··· Brano estratto

Repubblica 8.12.15
Martin Schulz.
Il presidente del Parlamento europeo: “Sono all’opera forze che vogliono dividerci, futuro a rischio”
“Se non fermiamo i nazionalismi tra dieci anni l’Unione potrebbe sparire”
di Christoph B. Schiltz e Andre Tauber
DAVANTI all’ufficio del presidente del Parlamento europeo, Martin Schulz, c’è un andirivieni febbrile. Lui ci accoglie di persona e ci conduce nel suo ufficio, da dove lo sguardo si estende su tutta Bruxelles.
Il ministro degli Esteri del Lussemburgo, Jean Asselborn, ha recentemente messo in guardia sul pericolo di disfacimento dell’Unione Europea. Esagera?
«Sono all’opera forze che vogliono dividerci. Dobbiamo impedirlo, poiché le conseguenze sarebbero drammatiche. L’Unione Europea è in pericolo: non sappiamo se tra dieci anni l’Ue di oggi esisterà ancora. Se lo vogliamo evitare, dovremo lottare duramente».
È possibile demolire l’Unione Europea?
«Una regressione è possibile, naturalmente. Ma l’alternativa è un’Europa del nazionalismo, delle frontiere e dei muri. Sarebbe devastante, poiché in passato una simile Europa ha portato alla catastrofe».
È necessario un maggiore impegno per il mantenimento dell’Unione?

······
··· Righe archiviate

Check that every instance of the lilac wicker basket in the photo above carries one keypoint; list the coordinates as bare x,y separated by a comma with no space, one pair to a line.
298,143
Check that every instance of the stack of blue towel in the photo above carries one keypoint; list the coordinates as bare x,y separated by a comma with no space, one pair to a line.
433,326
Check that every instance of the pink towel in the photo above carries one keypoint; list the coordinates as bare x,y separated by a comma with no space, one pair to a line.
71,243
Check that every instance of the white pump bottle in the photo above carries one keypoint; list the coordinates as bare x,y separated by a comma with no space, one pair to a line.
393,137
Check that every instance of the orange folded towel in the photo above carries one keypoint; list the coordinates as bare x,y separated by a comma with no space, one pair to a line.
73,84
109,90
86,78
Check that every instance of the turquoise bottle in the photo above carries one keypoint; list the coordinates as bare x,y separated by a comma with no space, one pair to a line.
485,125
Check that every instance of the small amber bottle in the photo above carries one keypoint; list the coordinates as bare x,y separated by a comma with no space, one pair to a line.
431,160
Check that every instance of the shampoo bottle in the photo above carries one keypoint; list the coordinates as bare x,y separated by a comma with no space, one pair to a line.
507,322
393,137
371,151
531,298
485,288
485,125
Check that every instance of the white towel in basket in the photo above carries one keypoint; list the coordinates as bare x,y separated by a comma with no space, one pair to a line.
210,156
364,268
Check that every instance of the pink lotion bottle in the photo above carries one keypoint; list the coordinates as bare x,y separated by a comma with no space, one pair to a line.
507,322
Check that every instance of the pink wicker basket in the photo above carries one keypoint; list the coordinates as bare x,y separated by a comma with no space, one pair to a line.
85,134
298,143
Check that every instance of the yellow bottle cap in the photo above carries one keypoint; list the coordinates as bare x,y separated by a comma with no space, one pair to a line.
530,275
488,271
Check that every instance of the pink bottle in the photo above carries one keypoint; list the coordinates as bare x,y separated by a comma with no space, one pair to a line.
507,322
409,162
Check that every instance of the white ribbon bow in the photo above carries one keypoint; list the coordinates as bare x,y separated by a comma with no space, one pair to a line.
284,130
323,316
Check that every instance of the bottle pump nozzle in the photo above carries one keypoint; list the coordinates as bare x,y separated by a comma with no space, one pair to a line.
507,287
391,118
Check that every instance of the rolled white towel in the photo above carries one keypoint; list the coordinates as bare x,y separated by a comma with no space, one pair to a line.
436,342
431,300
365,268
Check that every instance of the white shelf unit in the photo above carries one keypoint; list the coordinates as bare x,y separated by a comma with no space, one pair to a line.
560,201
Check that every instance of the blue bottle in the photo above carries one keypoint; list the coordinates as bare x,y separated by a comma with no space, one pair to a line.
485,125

······

Esercizi da svolgere:
1 - Nell'intervista a Martin Schulz, chi ha messo in guardia di recente sul pericolo di disfacimento dell'Unione Europea?
2 - Elenca tutte le persone nominate nell'intervista a Martin Schulz.
Le voci sono materiale separato dall'intervista a Martin Schulz.

Risultati per esercizio:
1 - Jean Asselborn, ministro degli Esteri del Lussemburgo.

2 - Martin Schulz, Christoph B. Schiltz, Andre Tauber, Jean Asselborn